Minggu, Februari 21, 2010

Sprinter

Refresh biar nggak tegang..
Cerita ini hanyalah hasil rekayasa dari kepala saya, kalaupun ada menyangkut seseorang itu hanyalah kebetulan belaka.
Suatu ketika pada event Olimpiade entah kapan, sprinter dari negeri Impian sama-sama menginjakkan kaki di garis finish dengan peserta dari Inggris. Hasil dari foto fiinish juga menunjukkan hal yang serupa. Dan hasil dari keputusan dewan juri menyatakan bahwa sprinter dari Inggris lah yang menang. Sprinter dari negeri Impian ngotot, kenapa dia dinyatakan kalah. Ternyata setelah foto finish diteliti lebih lanjut menunjukkan bahwa hidung orang Inggris itulah yang menjadi penentu kemenangannya. Begitu mereka sama-sama menginjak garis finish dengan sedikit membungkuk dan mendorongkan kepala mereka sedikit kedepan , saat itulah terlihat bahwa hidung orang Inggris lebih mancung beberapa centimeter dari hidung orang dari negeri Impian ini.

* [DATA SUMBER]:

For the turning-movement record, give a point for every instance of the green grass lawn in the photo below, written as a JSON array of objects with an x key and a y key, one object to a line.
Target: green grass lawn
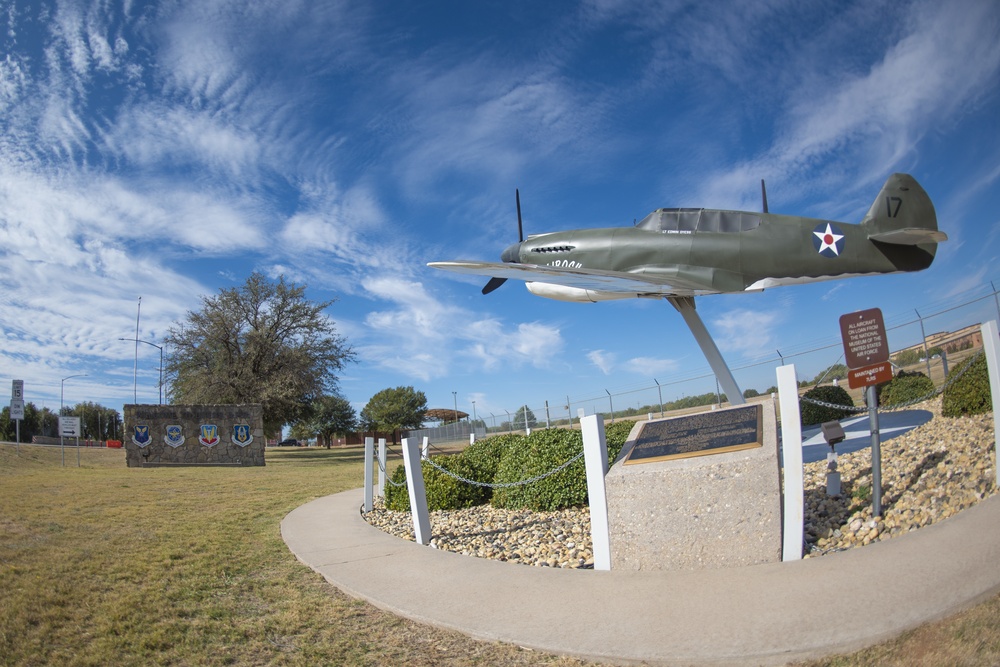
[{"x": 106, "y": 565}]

* [YANG DIKERJAKAN]:
Dalam cerita tentang sprinter itu, apa yang akhirnya menentukan kemenangan pelari dari Inggris?

* [CONTOH JAWABAN]:
Hidungnya, yang lebih mancung beberapa sentimeter daripada hidung sprinter dari negeri Impian.